What is asked ::
Do not include the pictures; repeat the rest of the data exactly.
══════════
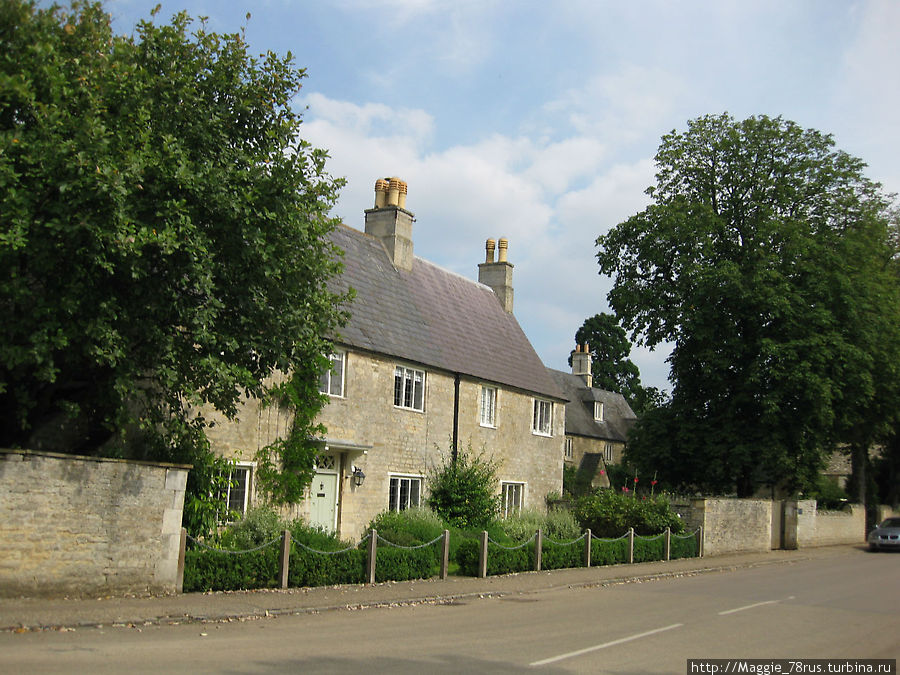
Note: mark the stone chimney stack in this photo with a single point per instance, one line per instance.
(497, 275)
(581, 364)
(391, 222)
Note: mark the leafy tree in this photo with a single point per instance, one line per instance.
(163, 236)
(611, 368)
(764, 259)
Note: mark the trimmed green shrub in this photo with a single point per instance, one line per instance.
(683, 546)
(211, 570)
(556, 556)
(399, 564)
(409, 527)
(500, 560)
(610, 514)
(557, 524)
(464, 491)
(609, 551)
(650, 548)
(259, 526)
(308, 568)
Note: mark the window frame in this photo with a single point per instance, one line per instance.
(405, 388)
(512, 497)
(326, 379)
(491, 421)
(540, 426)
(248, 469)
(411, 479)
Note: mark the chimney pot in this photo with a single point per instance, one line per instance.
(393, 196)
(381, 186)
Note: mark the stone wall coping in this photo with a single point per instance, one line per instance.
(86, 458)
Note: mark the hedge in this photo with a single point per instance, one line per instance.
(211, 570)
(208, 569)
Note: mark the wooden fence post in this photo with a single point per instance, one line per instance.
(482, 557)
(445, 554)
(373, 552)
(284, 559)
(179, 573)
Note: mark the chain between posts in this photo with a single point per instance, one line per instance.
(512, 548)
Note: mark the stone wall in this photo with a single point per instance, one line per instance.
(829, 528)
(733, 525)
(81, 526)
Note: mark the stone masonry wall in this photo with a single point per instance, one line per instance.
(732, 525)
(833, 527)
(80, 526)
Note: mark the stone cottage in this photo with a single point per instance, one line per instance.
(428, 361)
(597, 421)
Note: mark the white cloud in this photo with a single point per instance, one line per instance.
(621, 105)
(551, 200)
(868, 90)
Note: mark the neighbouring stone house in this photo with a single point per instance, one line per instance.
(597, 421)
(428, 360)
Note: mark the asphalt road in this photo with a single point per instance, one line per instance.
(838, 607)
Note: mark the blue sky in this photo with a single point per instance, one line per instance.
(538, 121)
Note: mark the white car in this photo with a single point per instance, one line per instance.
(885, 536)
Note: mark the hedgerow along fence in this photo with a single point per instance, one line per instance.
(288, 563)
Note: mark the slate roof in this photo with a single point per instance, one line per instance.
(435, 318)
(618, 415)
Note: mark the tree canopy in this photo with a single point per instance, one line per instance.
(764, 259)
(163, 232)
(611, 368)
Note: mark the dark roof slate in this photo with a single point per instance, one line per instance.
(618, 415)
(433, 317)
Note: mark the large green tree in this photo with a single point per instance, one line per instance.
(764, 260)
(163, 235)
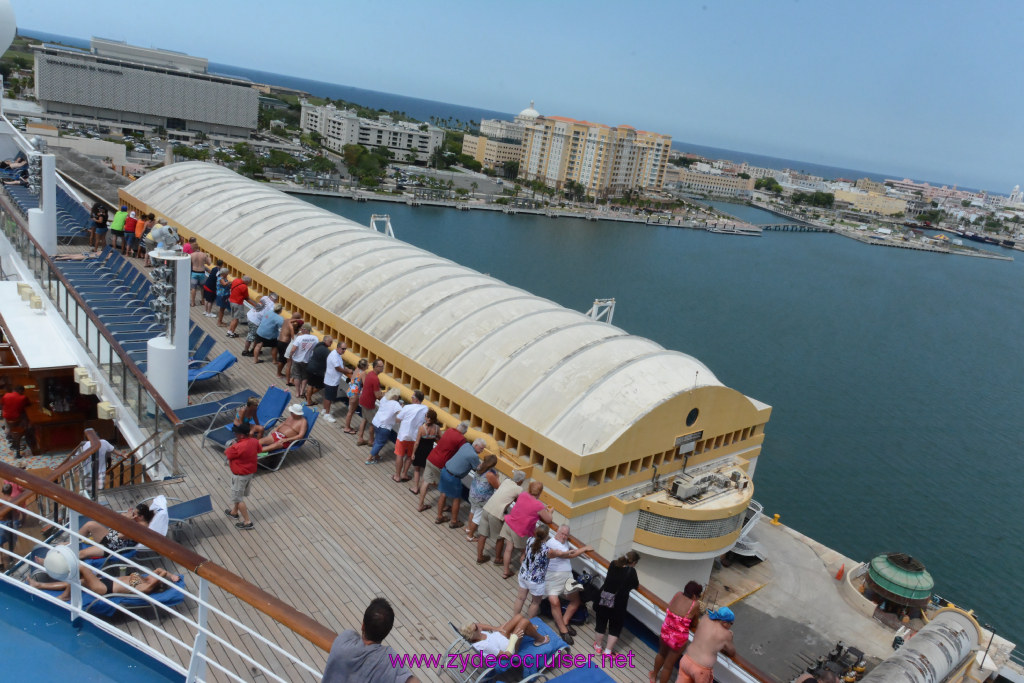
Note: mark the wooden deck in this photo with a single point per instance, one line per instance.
══════════
Finished answer ::
Note: mark the stone chimney stack in this photo with a single point per instance, one line per instance.
(497, 275)
(581, 364)
(391, 222)
Note: mark the leafy tree in this photo with a single point per instance, one line per instance.
(163, 236)
(611, 368)
(764, 259)
Note: mark the trimmed green shrub in this photo with a single point per instance, one line per instance.
(683, 546)
(211, 570)
(556, 556)
(399, 564)
(409, 527)
(500, 560)
(610, 514)
(557, 524)
(464, 491)
(609, 551)
(650, 548)
(259, 526)
(308, 568)
Note: mark the window frame in this photo with a single point per instance, one line per instance.
(405, 388)
(512, 497)
(326, 379)
(491, 421)
(540, 426)
(248, 469)
(411, 479)
Note: mark the chimney pot in this photo with a single point per instance, one line per instance.
(393, 196)
(381, 186)
Note: mark the stone wall coping in this photo with a single point per instance, one line per instance.
(86, 458)
Note: mark the hedge in this photo with a single point per instance, one line per instance.
(211, 570)
(208, 569)
Note: mark the wooden fence post in this photo with a single point per instance, one line per instance.
(482, 557)
(445, 554)
(373, 552)
(284, 559)
(179, 573)
Note: mark the chain between posts in this photo with a single point per instance, one line per instance.
(512, 548)
Note: mark the stone wall in this photo with a single point per instance, one line per instance.
(829, 528)
(733, 525)
(81, 526)
Note: mark the stone masonry wall in this photo with a single point per instance, one line per instance.
(732, 525)
(833, 527)
(80, 526)
Note: mark the stone cottage in this photo with a single point per instance, one line per instance.
(428, 361)
(597, 421)
Note: mark the white cloud in this photo with a single point per instance, one line per instance.
(621, 105)
(551, 200)
(868, 90)
Note: mark the neighbouring stone house in this photo with a single point per instance, one line per instance.
(597, 421)
(428, 360)
Note: mark the asphalt road in this photo with a single point per instance, one line per instance.
(838, 607)
Note: mark the blue sky in this photo with a single point per instance, one line per instance.
(538, 121)
Note: mark the white car in this photo with a single point per instance, one line per instance.
(885, 536)
Note: mark the hedgerow along fence in this photo with a single point per instance, one line per instance.
(288, 563)
Note: mark the slate roof in this photo with a single point per instance, one line per instance.
(435, 318)
(618, 415)
Note: mark the tree canopy in this photo with a single point per instance, one line per instance.
(764, 259)
(163, 232)
(611, 368)
Note: mark the dark roof slate in this photo with a single point per instance, one line per instance.
(618, 415)
(433, 317)
Note: mark the large green tree in this photo with a single point per instance, one line per instance.
(764, 260)
(163, 235)
Note: mark the wooden deck in this photo with a single point per instance, one line per instance.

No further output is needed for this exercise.